## WRITTEN PROBLEM
List every line below that contains the string "target", copying each one in full.

====================

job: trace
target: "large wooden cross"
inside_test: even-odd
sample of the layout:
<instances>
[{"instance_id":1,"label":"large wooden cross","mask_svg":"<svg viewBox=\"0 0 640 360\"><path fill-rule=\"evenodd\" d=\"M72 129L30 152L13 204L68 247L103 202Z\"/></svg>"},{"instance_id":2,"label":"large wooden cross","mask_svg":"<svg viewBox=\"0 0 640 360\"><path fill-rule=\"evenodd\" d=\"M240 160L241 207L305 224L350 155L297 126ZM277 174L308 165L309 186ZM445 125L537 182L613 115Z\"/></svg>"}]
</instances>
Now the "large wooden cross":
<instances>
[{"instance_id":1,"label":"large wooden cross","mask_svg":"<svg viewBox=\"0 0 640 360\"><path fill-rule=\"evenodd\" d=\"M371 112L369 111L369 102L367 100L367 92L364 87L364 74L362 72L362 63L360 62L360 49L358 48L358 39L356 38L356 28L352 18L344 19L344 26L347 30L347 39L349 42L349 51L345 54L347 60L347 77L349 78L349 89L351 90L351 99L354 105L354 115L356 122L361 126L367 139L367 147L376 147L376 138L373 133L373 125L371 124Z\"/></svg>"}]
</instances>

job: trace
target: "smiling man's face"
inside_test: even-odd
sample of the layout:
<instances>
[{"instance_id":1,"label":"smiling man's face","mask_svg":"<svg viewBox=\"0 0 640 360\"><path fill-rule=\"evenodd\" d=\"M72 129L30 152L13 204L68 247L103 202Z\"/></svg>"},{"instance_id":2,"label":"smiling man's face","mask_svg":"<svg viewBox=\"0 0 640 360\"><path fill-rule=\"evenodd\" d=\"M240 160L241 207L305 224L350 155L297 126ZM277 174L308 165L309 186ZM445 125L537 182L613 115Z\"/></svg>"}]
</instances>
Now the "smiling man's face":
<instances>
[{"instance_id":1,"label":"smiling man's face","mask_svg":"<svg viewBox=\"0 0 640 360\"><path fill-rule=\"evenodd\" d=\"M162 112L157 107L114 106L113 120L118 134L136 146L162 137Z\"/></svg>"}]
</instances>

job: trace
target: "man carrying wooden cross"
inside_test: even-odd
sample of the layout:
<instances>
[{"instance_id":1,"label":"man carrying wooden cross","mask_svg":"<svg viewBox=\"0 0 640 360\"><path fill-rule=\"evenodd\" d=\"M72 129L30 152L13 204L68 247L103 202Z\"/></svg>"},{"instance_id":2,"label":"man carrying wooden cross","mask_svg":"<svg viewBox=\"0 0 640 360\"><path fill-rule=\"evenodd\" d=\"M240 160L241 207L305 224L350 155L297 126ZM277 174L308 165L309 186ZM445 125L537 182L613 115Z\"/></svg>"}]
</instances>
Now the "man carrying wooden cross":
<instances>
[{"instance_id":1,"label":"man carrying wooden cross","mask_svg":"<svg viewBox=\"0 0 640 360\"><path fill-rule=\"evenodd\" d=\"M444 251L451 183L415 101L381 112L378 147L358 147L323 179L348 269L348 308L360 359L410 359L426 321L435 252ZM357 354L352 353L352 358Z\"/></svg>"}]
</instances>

====================

## THE RESPONSE
target: "large wooden cross"
target: "smiling man's face"
target: "man carrying wooden cross"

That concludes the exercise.